- BRIEF:
The whole listing below is to be copied exactly, with every picture left out.

- RECORDS SHOWN:
------
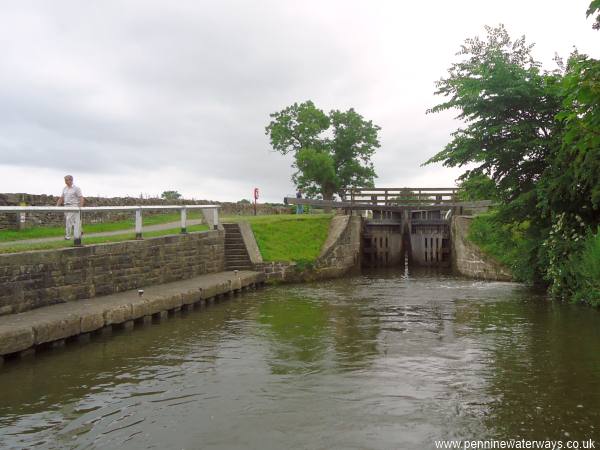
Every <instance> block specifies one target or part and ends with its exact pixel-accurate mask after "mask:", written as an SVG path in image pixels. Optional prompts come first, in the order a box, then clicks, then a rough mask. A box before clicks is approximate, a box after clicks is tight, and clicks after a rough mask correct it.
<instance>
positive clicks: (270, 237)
mask: <svg viewBox="0 0 600 450" xmlns="http://www.w3.org/2000/svg"><path fill="white" fill-rule="evenodd" d="M332 217H333V216H332V215H331V214H315V215H299V216H298V215H295V214H290V215H277V216H256V217H239V218H233V220H230V221H247V222H249V223H250V226H251V227H252V231H253V232H254V236H255V237H256V242H257V244H258V248H259V249H260V253H261V255H262V257H263V260H264V261H296V262H312V261H314V260H315V259H317V257H318V256H319V253H320V251H321V247H322V246H323V244H324V242H325V239H327V232H328V230H329V223H330V222H331V218H332ZM224 221H225V220H224Z"/></svg>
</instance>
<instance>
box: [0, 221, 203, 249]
mask: <svg viewBox="0 0 600 450" xmlns="http://www.w3.org/2000/svg"><path fill="white" fill-rule="evenodd" d="M187 230H188V231H189V232H193V231H206V230H208V226H207V225H192V226H190V227H187ZM180 231H181V229H180V228H170V229H168V230H158V231H148V232H145V233H144V237H146V238H150V237H158V236H166V235H169V234H177V233H179V232H180ZM63 232H64V230H63ZM61 236H62V234H61ZM134 239H135V233H131V232H129V233H123V234H116V235H112V236H89V237H85V236H84V238H83V244H84V245H94V244H106V243H108V242H122V241H130V240H134ZM67 247H73V241H72V240H71V241H65V240H58V241H49V242H37V243H31V242H22V243H19V242H18V241H13V243H12V244H10V245H7V246H2V247H0V253H19V252H27V251H31V250H52V249H58V248H67Z"/></svg>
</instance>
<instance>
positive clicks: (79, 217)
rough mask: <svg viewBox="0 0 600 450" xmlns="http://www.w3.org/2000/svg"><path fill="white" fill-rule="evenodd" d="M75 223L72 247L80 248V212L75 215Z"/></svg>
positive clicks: (74, 226) (80, 242)
mask: <svg viewBox="0 0 600 450" xmlns="http://www.w3.org/2000/svg"><path fill="white" fill-rule="evenodd" d="M75 214H76V215H75V223H74V224H73V245H74V246H75V247H81V211H77V212H76V213H75Z"/></svg>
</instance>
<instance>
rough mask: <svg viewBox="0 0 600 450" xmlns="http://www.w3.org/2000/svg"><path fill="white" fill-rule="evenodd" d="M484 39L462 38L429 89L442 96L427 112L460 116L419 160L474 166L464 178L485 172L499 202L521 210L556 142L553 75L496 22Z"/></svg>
mask: <svg viewBox="0 0 600 450" xmlns="http://www.w3.org/2000/svg"><path fill="white" fill-rule="evenodd" d="M486 31H487V39H486V40H482V39H480V38H478V37H476V38H473V39H467V40H466V41H465V43H464V44H463V46H462V47H461V50H460V52H459V53H458V56H459V57H460V61H459V62H457V63H454V64H452V65H451V67H450V69H449V71H448V76H447V77H446V78H442V79H441V80H439V81H438V82H437V91H436V94H438V95H442V96H445V97H447V100H446V101H445V102H443V103H441V104H439V105H437V106H435V107H433V108H432V109H430V110H429V111H428V112H439V111H444V110H448V109H457V110H458V111H459V114H458V118H460V119H462V121H463V122H464V123H465V125H466V126H465V127H464V128H459V129H458V130H457V131H455V132H454V133H452V140H451V142H450V143H449V144H448V145H446V147H445V148H444V149H443V150H442V151H441V152H439V153H438V154H436V155H435V156H433V157H432V158H431V159H429V160H428V161H427V162H426V164H429V163H434V162H442V163H443V164H444V165H445V166H449V167H454V166H463V165H467V164H471V165H474V168H473V169H471V170H468V171H466V172H465V174H464V175H463V177H462V178H463V179H468V178H469V177H472V176H480V175H486V176H489V177H491V179H492V180H494V182H495V183H496V185H497V186H498V194H499V196H500V198H501V199H502V200H504V201H517V200H518V201H519V202H521V203H522V206H523V208H522V212H525V213H526V214H527V213H528V212H529V211H531V208H532V207H534V205H535V203H536V198H535V195H534V194H535V191H534V190H533V188H534V186H535V184H536V183H537V182H538V181H539V180H540V178H541V177H542V175H543V173H544V171H545V170H546V168H547V164H548V155H549V154H550V153H551V152H552V151H553V149H555V148H556V147H557V146H559V145H560V132H558V131H557V127H556V121H555V119H554V117H555V116H556V114H557V113H558V112H559V110H560V98H559V95H558V94H557V89H556V85H557V83H558V81H559V80H560V75H559V74H556V73H554V74H551V73H543V72H542V71H541V70H540V64H539V63H538V62H537V61H535V60H534V58H533V57H532V55H531V49H532V47H533V45H530V44H527V42H526V41H525V38H524V37H521V38H520V39H517V40H514V41H513V40H512V39H511V38H510V36H509V35H508V33H507V31H506V29H505V28H504V27H503V26H499V27H496V28H492V27H486Z"/></svg>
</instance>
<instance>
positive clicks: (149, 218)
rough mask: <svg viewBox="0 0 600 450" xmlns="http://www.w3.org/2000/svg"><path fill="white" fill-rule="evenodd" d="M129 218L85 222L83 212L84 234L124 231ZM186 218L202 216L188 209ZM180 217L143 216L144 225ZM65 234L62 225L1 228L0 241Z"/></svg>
mask: <svg viewBox="0 0 600 450" xmlns="http://www.w3.org/2000/svg"><path fill="white" fill-rule="evenodd" d="M131 217H132V218H131V219H126V220H118V221H115V222H104V223H87V220H86V215H85V214H83V218H82V221H83V231H84V232H85V233H86V234H92V233H105V232H111V231H121V230H123V231H125V230H130V229H132V228H133V227H134V225H135V221H134V219H133V212H132V213H131ZM187 217H188V220H192V219H199V218H201V217H202V213H201V212H199V211H197V210H191V211H188V215H187ZM179 219H180V215H179V213H162V214H153V215H151V216H144V219H143V222H144V226H150V225H160V224H164V223H169V222H178V221H179ZM64 235H65V227H64V226H59V227H56V226H51V227H33V228H25V229H23V230H18V231H17V230H2V231H0V242H8V241H22V240H25V239H41V238H49V237H62V236H64Z"/></svg>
------
- OUTPUT:
Every <instance> block specifies one target or part and ends with its exact pixel-accurate mask after "mask:", written as an SVG path in image pixels. Optional prompts come first, in the order a box, then clicks, then a rough mask. A box before clicks is approximate, a box after clicks is tight, and clicks after a rough mask correct it.
<instance>
positive clicks: (270, 237)
mask: <svg viewBox="0 0 600 450" xmlns="http://www.w3.org/2000/svg"><path fill="white" fill-rule="evenodd" d="M332 217H333V216H332V215H331V214H315V215H299V216H298V215H295V214H290V215H277V216H256V217H239V218H233V220H230V221H247V222H249V223H250V226H251V227H252V231H253V232H254V236H255V237H256V242H257V244H258V248H259V249H260V253H261V255H262V257H263V260H264V261H296V262H312V261H314V260H315V259H317V257H318V256H319V253H320V251H321V247H322V246H323V244H324V242H325V239H327V232H328V230H329V223H330V222H331V218H332ZM224 221H225V220H224Z"/></svg>
</instance>
<instance>
box: [0, 221, 203, 249]
mask: <svg viewBox="0 0 600 450" xmlns="http://www.w3.org/2000/svg"><path fill="white" fill-rule="evenodd" d="M187 230H188V231H189V232H193V231H206V230H208V226H207V225H192V226H190V227H187ZM180 231H181V229H180V228H170V229H168V230H158V231H148V232H145V233H144V237H146V238H150V237H158V236H166V235H169V234H177V233H179V232H180ZM63 232H64V230H63ZM61 236H62V234H61ZM134 239H135V233H131V232H129V233H123V234H116V235H112V236H89V237H85V236H84V238H83V244H84V245H94V244H106V243H108V242H122V241H130V240H134ZM67 247H73V241H72V240H71V241H65V240H58V241H49V242H37V243H31V242H22V243H19V242H18V241H13V243H12V244H10V245H7V246H2V247H0V253H19V252H27V251H31V250H52V249H58V248H67Z"/></svg>
</instance>
<instance>
positive clicks: (79, 217)
rough mask: <svg viewBox="0 0 600 450" xmlns="http://www.w3.org/2000/svg"><path fill="white" fill-rule="evenodd" d="M75 223L72 247L80 248V212L75 215Z"/></svg>
positive clicks: (74, 226) (80, 242)
mask: <svg viewBox="0 0 600 450" xmlns="http://www.w3.org/2000/svg"><path fill="white" fill-rule="evenodd" d="M75 214H76V215H75V223H74V224H73V245H74V246H75V247H81V211H77V212H76V213H75Z"/></svg>
</instance>
<instance>
rough mask: <svg viewBox="0 0 600 450" xmlns="http://www.w3.org/2000/svg"><path fill="white" fill-rule="evenodd" d="M484 39L462 38L429 89L442 96L427 112L460 116L419 160L474 166L464 178L485 172L499 202L521 210L556 142L553 75L496 22Z"/></svg>
mask: <svg viewBox="0 0 600 450" xmlns="http://www.w3.org/2000/svg"><path fill="white" fill-rule="evenodd" d="M486 31H487V39H486V40H482V39H480V38H478V37H476V38H473V39H467V40H466V41H465V43H464V44H463V46H462V47H461V50H460V52H459V53H458V56H459V57H460V61H459V62H457V63H454V64H452V65H451V67H450V69H449V71H448V76H447V77H446V78H442V79H441V80H439V81H438V82H437V91H436V94H438V95H442V96H445V97H447V100H446V101H445V102H443V103H441V104H439V105H437V106H435V107H433V108H432V109H430V110H429V111H428V112H439V111H444V110H448V109H457V110H458V111H459V114H458V118H460V119H462V121H463V122H464V123H465V125H466V126H465V127H464V128H459V129H458V130H457V131H455V132H454V133H452V140H451V142H450V143H449V144H448V145H446V147H445V148H444V149H443V150H442V151H441V152H439V153H438V154H436V155H435V156H433V157H432V158H431V159H429V160H428V161H427V162H426V164H429V163H434V162H442V163H443V164H444V165H445V166H449V167H454V166H463V165H467V164H471V165H474V168H473V169H471V170H468V171H466V172H465V174H464V175H463V177H462V178H463V179H468V178H469V177H472V176H480V175H486V176H489V177H491V179H492V180H494V182H495V183H496V185H497V186H498V194H499V196H500V198H501V199H502V200H504V201H517V200H518V201H519V202H521V203H522V206H523V208H522V212H525V213H526V214H527V213H528V212H529V211H531V208H532V207H534V205H535V203H536V198H535V195H534V194H535V191H534V190H533V188H534V186H535V184H536V183H537V182H538V181H539V180H540V178H541V177H542V175H543V173H544V171H545V170H546V168H547V164H548V155H549V154H550V153H551V152H552V151H553V149H555V148H556V147H557V146H559V145H560V132H558V131H557V127H556V121H555V119H554V117H555V116H556V114H557V113H558V112H559V110H560V98H559V95H558V94H557V89H556V85H557V83H558V81H559V80H560V75H559V74H556V73H554V74H551V73H543V72H542V71H541V70H540V64H539V63H538V62H537V61H535V60H534V58H533V57H532V55H531V49H532V47H533V45H530V44H527V42H526V41H525V38H524V37H521V38H520V39H517V40H514V41H513V40H512V39H511V38H510V36H509V35H508V33H507V31H506V29H505V28H504V27H503V26H499V27H496V28H492V27H486Z"/></svg>
</instance>
<instance>
positive clicks: (149, 218)
rough mask: <svg viewBox="0 0 600 450" xmlns="http://www.w3.org/2000/svg"><path fill="white" fill-rule="evenodd" d="M129 218L85 222L83 212L84 234L124 231ZM186 218L202 216L188 209ZM180 217L143 216L144 225ZM65 234L62 225L1 228L0 241Z"/></svg>
mask: <svg viewBox="0 0 600 450" xmlns="http://www.w3.org/2000/svg"><path fill="white" fill-rule="evenodd" d="M131 217H132V218H131V219H126V220H118V221H115V222H104V223H87V220H86V215H85V214H83V218H82V221H83V231H84V232H85V233H86V234H92V233H105V232H111V231H121V230H123V231H125V230H130V229H132V228H133V227H134V225H135V221H134V219H133V212H132V213H131ZM187 217H188V220H192V219H199V218H201V217H202V213H201V212H199V211H197V210H191V211H188V215H187ZM179 219H180V215H179V213H162V214H153V215H151V216H144V219H143V222H144V226H150V225H160V224H164V223H169V222H178V221H179ZM64 235H65V227H64V226H59V227H56V226H51V227H33V228H25V229H23V230H18V231H17V230H2V231H0V242H8V241H22V240H25V239H41V238H49V237H62V236H64Z"/></svg>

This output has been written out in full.